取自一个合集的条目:
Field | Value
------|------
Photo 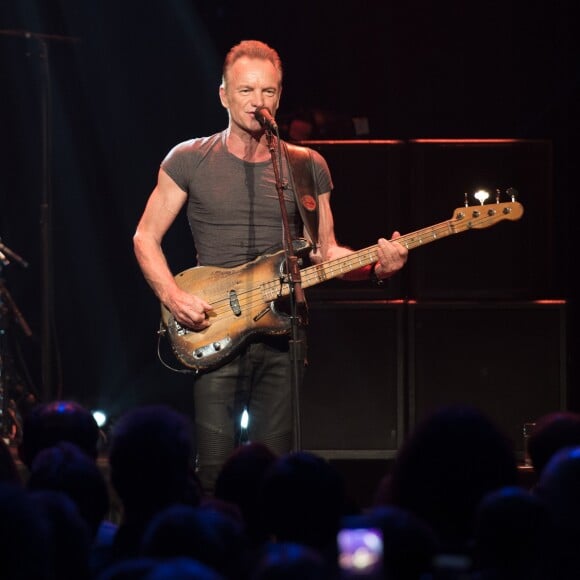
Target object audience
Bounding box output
[6,401,580,580]
[534,446,580,580]
[260,451,347,567]
[18,401,99,469]
[473,486,553,580]
[214,442,277,547]
[30,490,92,580]
[109,405,200,560]
[0,438,22,485]
[528,411,580,477]
[377,405,519,554]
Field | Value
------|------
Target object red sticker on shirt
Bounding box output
[302,195,316,211]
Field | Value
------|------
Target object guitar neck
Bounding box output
[301,220,463,288]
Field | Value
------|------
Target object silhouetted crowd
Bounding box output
[0,401,580,580]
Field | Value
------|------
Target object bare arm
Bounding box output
[311,193,408,280]
[133,169,211,330]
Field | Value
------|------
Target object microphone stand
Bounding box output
[266,128,306,451]
[0,30,79,401]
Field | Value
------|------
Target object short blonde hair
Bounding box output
[222,40,282,85]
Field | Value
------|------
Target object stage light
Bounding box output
[93,409,108,429]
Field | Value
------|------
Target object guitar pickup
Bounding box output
[192,337,231,360]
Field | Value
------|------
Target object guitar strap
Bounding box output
[283,142,318,248]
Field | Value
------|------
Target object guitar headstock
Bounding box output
[453,187,524,229]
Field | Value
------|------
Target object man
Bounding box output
[134,40,407,492]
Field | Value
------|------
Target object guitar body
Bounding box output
[161,251,291,370]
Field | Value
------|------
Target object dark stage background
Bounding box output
[0,0,580,447]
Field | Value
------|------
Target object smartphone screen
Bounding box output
[337,528,383,578]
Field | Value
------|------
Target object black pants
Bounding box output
[194,337,303,493]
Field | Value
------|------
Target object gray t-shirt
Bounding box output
[161,131,332,268]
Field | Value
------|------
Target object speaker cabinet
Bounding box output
[300,301,404,459]
[302,139,561,300]
[408,301,567,455]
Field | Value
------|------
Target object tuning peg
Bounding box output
[506,187,519,201]
[473,189,489,205]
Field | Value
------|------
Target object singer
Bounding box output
[133,40,407,494]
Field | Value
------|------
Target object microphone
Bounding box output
[254,106,278,133]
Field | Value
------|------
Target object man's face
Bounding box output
[220,57,282,133]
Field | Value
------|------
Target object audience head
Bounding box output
[0,438,22,485]
[528,411,580,476]
[143,558,225,580]
[30,490,91,580]
[473,486,552,580]
[109,405,199,519]
[18,401,99,469]
[141,504,245,578]
[261,451,346,556]
[214,442,277,542]
[382,405,519,550]
[0,482,53,580]
[250,542,334,580]
[26,441,110,537]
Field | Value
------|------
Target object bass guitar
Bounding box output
[160,201,524,371]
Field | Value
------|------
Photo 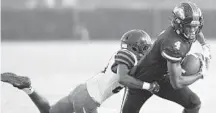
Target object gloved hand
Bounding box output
[149,81,160,94]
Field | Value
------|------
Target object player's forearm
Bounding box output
[167,62,200,89]
[178,75,201,87]
[197,32,206,45]
[119,75,143,89]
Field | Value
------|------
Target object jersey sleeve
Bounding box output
[160,40,183,62]
[115,49,137,69]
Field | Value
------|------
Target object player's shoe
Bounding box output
[1,72,31,89]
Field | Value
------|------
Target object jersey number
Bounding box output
[112,86,123,93]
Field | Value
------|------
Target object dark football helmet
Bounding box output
[171,2,204,42]
[121,29,152,56]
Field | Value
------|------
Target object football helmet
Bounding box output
[171,2,204,42]
[121,29,152,56]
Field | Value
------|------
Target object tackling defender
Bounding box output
[122,2,210,113]
[1,30,159,113]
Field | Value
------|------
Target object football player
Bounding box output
[122,2,210,113]
[1,29,159,113]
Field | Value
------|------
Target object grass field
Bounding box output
[0,41,216,113]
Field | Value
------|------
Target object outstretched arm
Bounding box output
[167,61,202,89]
[117,64,159,92]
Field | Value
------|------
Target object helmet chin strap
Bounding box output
[183,33,196,42]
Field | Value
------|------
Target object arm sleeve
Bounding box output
[115,49,136,69]
[160,41,182,62]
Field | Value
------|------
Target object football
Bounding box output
[181,54,201,76]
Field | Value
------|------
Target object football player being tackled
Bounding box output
[122,2,210,113]
[1,29,159,113]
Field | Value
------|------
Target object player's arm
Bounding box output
[117,64,146,89]
[167,60,202,89]
[161,40,202,89]
[115,51,159,91]
[197,32,211,70]
[197,32,207,46]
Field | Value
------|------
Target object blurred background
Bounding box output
[0,0,216,113]
[1,0,216,41]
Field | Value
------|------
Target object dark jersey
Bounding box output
[133,27,191,82]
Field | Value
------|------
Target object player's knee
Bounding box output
[183,94,201,113]
[183,105,201,113]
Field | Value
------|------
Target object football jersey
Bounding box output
[86,49,137,104]
[133,26,192,82]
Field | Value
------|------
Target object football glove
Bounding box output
[148,81,160,94]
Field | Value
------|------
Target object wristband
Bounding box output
[142,82,150,90]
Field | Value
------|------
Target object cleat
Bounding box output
[1,72,31,89]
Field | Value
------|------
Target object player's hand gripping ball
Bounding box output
[181,53,203,76]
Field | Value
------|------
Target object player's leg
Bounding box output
[156,79,201,113]
[68,84,100,113]
[50,84,99,113]
[1,73,50,113]
[122,89,152,113]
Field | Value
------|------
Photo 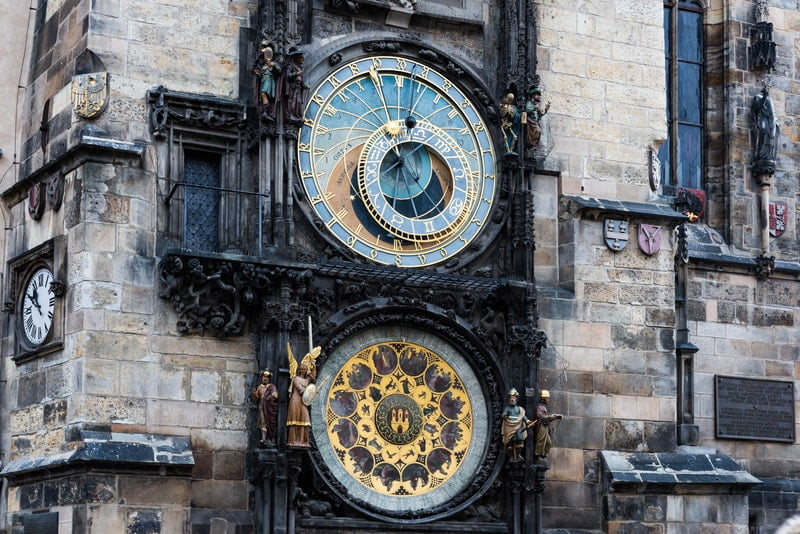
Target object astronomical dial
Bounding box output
[298,56,496,267]
[21,267,56,346]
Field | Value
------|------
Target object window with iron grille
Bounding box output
[658,0,704,193]
[148,87,253,255]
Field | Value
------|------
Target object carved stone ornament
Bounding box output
[675,187,706,222]
[158,255,280,337]
[147,86,247,139]
[749,22,776,71]
[638,224,661,256]
[28,182,47,221]
[310,310,503,523]
[603,219,628,252]
[70,72,108,119]
[769,201,789,237]
[754,254,775,280]
[47,172,64,211]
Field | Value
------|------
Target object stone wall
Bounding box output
[536,1,666,203]
[18,0,257,180]
[0,0,257,532]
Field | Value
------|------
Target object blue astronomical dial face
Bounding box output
[298,56,496,267]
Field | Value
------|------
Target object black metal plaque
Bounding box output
[715,375,795,443]
[22,512,58,534]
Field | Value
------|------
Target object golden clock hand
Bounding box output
[26,287,42,315]
[369,65,392,123]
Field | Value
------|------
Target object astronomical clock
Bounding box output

**任务**
请把以上全部数据中的“Bounding box output”一律替换为“Box coordinates”，其余内容保持不变，重新写出这些数据。答案中不要包含图片。

**参考答案**
Field | Value
------|------
Photo 
Target object audience
Box coordinates
[6,401,580,580]
[534,446,580,580]
[260,451,347,567]
[18,401,99,469]
[473,486,553,580]
[214,442,277,547]
[30,490,92,580]
[109,405,200,560]
[0,438,22,485]
[528,411,580,477]
[377,405,519,554]
Field | Value
------|------
Target object red sticker on shirt
Box coordinates
[302,195,316,211]
Field | Value
------|------
Target object guitar neck
Box coordinates
[301,220,463,288]
Field | Value
------|------
Target object silhouetted crowd
Box coordinates
[0,401,580,580]
Field | Value
------|------
Target object bare arm
Box coordinates
[311,193,408,280]
[133,169,211,330]
Field | Value
------|------
Target object microphone stand
Box coordinates
[266,128,306,451]
[0,30,79,401]
Field | Value
------|------
Target object short blonde hair
Box coordinates
[222,40,282,85]
Field | Value
------|------
Target object stage light
Box coordinates
[93,409,108,429]
Field | Value
------|------
Target object guitar pickup
Box coordinates
[192,337,231,360]
Field | Value
------|------
Target object guitar strap
Box coordinates
[283,142,318,248]
Field | Value
------|------
Target object guitar headstock
Box coordinates
[453,187,524,229]
Field | Value
------|------
Target object man
Box coordinates
[134,40,407,492]
Field | Value
------|------
Target object guitar body
Box coordinates
[161,251,291,370]
Field | Value
------|------
Target object dark stage background
Box coordinates
[0,0,580,447]
Field | Value
------|------
Target object smartphone screen
Box coordinates
[337,528,383,578]
Field | Value
------|------
Target object black pants
Box coordinates
[194,337,303,493]
Field | Value
------|------
Target object gray t-shirt
Box coordinates
[161,131,332,268]
Field | Value
------|------
Target object speaker cabinet
Box coordinates
[300,301,404,459]
[302,139,561,300]
[408,301,567,455]
Field | Value
------|------
Target object tuning peg
Box coordinates
[506,187,519,201]
[473,189,489,205]
Field | Value
------|------
Target object singer
Box coordinates
[133,40,407,494]
Field | Value
------|------
Target object microphone
Box coordinates
[254,106,278,133]
Field | Value
------|------
Target object man's face
Box coordinates
[220,57,282,133]
Field | Value
------|------
Target object audience head
Box coordinates
[0,438,22,485]
[528,411,580,476]
[143,558,225,580]
[30,490,91,580]
[473,486,552,580]
[109,405,199,519]
[18,401,99,469]
[141,504,245,578]
[261,451,346,556]
[214,442,277,542]
[382,405,519,550]
[0,482,53,580]
[250,542,334,580]
[26,441,110,537]
Field | Value
------|------
Target object bass guitar
Box coordinates
[160,201,524,371]
Field | Value
------|------
Photo 
Target object gloved hand
Box coordinates
[149,81,160,94]
Field | Value
------|------
Target object player's forearm
Box coordinates
[167,62,200,89]
[178,75,201,87]
[197,32,206,45]
[119,75,143,89]
Field | Value
------|------
Target object jersey sleeve
Box coordinates
[160,40,183,62]
[115,49,137,69]
Field | Value
------|------
Target object player's shoe
Box coordinates
[1,72,31,89]
Field | Value
------|------
Target object jersey number
Box coordinates
[112,86,123,93]
Field | Value
------|------
Target object dark football helmet
Box coordinates
[171,2,204,42]
[121,29,152,56]
Field | Value
------|------
Target object football helmet
Box coordinates
[171,2,204,42]
[121,29,152,56]
Field | Value
------|------
Target object tackling defender
Box coordinates
[122,2,210,113]
[1,30,159,113]
Field | Value
------|------
Target object football player
Box coordinates
[122,2,210,113]
[1,29,159,113]
Field | Value
------|------
Target object grass field
Box coordinates
[0,41,216,113]
Field | Value
------|------
Target object outstretched arm
Box coordinates
[167,61,202,89]
[117,64,159,92]
Field | Value
------|------
Target object helmet chin strap
Box coordinates
[183,33,196,42]
Field | Value
------|------
Target object arm sleeve
Box coordinates
[115,49,136,69]
[160,41,182,62]
Field | Value
------|------
Target object football
Box coordinates
[181,54,201,76]
Field | Value
------|------
Target object football player being tackled
Box coordinates
[122,2,210,113]
[1,29,159,113]
Field | Value
------|------
Target object player's arm
Box coordinates
[117,64,146,89]
[167,60,202,89]
[161,40,202,89]
[115,51,159,91]
[197,32,211,70]
[197,32,207,46]
Field | Value
------|------
Target object blurred background
Box coordinates
[0,0,216,113]
[1,0,216,41]
Field | Value
------|------
Target object dark jersey
Box coordinates
[133,27,191,82]
Field | Value
------|------
Target object player's knee
Box coordinates
[183,94,201,113]
[183,105,201,113]
Field | Value
------|------
Target object football jersey
Box coordinates
[86,49,137,104]
[133,26,192,82]
Field | Value
------|------
Target object football glove
Box coordinates
[148,81,160,94]
Field | Value
------|------
Target object wristband
Box coordinates
[142,82,150,90]
Field | Value
------|------
Target object cleat
Box coordinates
[1,72,31,89]
Field | Value
------|------
Target object player's hand gripping ball
Box coordinates
[181,53,203,76]
Field | Value
------|------
Target object player's leg
Box coordinates
[156,79,201,113]
[68,84,100,113]
[50,84,99,113]
[1,73,50,113]
[122,89,152,113]
Field | Value
------|------
Photo 
Target object astronomical dial
Box coordinates
[298,56,496,267]
[21,267,56,346]
Field | Value
------|------
Target object window with iron grille
Box coordinates
[658,0,704,193]
[148,87,253,255]
Field | Value
------|------
Target object carved stone ornament
Box coordinates
[675,187,706,222]
[158,255,280,337]
[147,86,247,139]
[749,22,776,71]
[638,224,661,256]
[28,182,47,221]
[310,310,503,523]
[603,219,628,252]
[70,72,108,119]
[769,201,789,237]
[754,254,775,280]
[47,172,64,211]
Field | Value
------|------
Target object stone wall
Box coordinates
[536,1,666,203]
[18,0,257,180]
[0,0,257,532]
Field | Value
------|------
Target object blue astronomical dial face
Box coordinates
[298,56,496,267]
Field | Value
------|------
Target object black metal plaque
Box coordinates
[715,375,795,443]
[22,512,58,534]
Field | Value
------|------
Target object golden clock hand
Box coordinates
[26,287,42,315]
[369,65,392,123]
Field | Value
------|------
Target object astronomical clock
Box coordinates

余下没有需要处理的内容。